━━ Provided records ━━
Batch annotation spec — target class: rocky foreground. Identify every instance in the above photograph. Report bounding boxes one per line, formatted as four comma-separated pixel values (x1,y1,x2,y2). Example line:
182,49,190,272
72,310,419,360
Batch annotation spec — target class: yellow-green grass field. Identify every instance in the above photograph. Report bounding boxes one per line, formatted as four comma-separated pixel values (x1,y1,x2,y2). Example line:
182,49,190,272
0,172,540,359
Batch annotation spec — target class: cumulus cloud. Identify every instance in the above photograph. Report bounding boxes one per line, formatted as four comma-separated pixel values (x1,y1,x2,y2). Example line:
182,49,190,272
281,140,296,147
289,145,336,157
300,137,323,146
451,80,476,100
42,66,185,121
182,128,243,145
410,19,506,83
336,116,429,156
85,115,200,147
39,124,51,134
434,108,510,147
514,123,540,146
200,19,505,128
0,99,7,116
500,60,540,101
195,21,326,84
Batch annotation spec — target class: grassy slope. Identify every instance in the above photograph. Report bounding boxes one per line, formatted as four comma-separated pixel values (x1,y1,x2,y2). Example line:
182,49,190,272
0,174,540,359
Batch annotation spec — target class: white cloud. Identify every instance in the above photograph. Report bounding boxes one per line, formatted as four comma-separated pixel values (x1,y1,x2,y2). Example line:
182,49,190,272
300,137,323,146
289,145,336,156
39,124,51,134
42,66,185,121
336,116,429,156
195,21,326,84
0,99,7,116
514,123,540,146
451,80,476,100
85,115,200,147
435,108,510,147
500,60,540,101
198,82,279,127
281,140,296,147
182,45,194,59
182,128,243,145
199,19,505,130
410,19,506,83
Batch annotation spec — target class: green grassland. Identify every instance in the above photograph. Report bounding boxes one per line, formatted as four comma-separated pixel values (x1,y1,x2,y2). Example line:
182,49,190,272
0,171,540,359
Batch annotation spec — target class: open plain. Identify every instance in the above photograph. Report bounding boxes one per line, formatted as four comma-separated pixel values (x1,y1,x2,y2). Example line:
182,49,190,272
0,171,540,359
━━━
**Problem requirements:**
Give every line of the entries above as a JSON list of strings, one string per line, with blank lines left out.

**Exercise response:**
[
  "Batch annotation spec — target class: rocky foreground. Identify every instance in the above photograph. Report bounding boxes one per line, formatted as four comma-separated pixel values (x1,y1,x2,y2). Example line:",
  "182,49,190,272",
  "72,310,419,360",
  "Batch annotation spec — target class: yellow-green grass field. Identify every instance in the above photograph. Report bounding boxes one per line, formatted as four comma-separated pixel values (x1,y1,x2,y2). Example line:",
  "182,49,190,272",
  "0,172,540,359",
  "Batch annotation spec — target class: cumulus cloud. Identify every instance in the above photograph. Report bounding boxes one per line, formatted as four comma-separated pixel values (x1,y1,x2,y2). Example line:",
  "182,49,190,272",
  "281,140,296,147",
  "289,145,336,157",
  "300,137,323,146",
  "451,80,476,100",
  "42,66,185,121",
  "182,128,243,145",
  "410,19,506,83",
  "336,116,429,156",
  "85,115,200,147",
  "39,124,51,134",
  "434,108,510,147",
  "514,123,540,146",
  "200,19,505,128",
  "0,99,7,116",
  "500,60,540,101",
  "195,21,326,84",
  "Batch annotation spec — target class: grassy slope. Identify every instance in the above photograph. Report bounding boxes one per line, formatted as four comma-separated pixel values (x1,y1,x2,y2). Example line:",
  "182,49,190,272",
  "0,174,540,359",
  "Batch annotation spec — target class: white cloud. Identify every instance in the above photograph. Report bounding boxes one per line, formatted as four comma-separated pixel values (x1,y1,x2,y2). Example line:",
  "182,49,190,272",
  "300,137,323,146",
  "289,145,336,156",
  "39,124,51,134",
  "42,66,185,121",
  "336,116,429,156",
  "195,21,326,84",
  "0,99,7,116",
  "514,123,540,146",
  "451,80,476,100",
  "85,115,200,147",
  "435,108,510,147",
  "500,60,540,101",
  "198,82,279,127",
  "281,140,296,147",
  "182,45,194,59",
  "182,128,243,145",
  "199,19,505,130",
  "410,19,506,83",
  "Batch annotation spec — target class: green grassland. Identify every instance in the above photograph. Report bounding boxes one per line, formatted as four comma-separated pixel values (x1,y1,x2,y2). Example line:",
  "182,49,190,272",
  "0,171,540,359",
  "Batch annotation spec — target class: open plain. Identify every instance in the above photograph. Report bounding boxes one per line, formatted as four comma-separated pixel values (x1,y1,x2,y2). Example line:",
  "182,49,190,272",
  "0,171,540,359"
]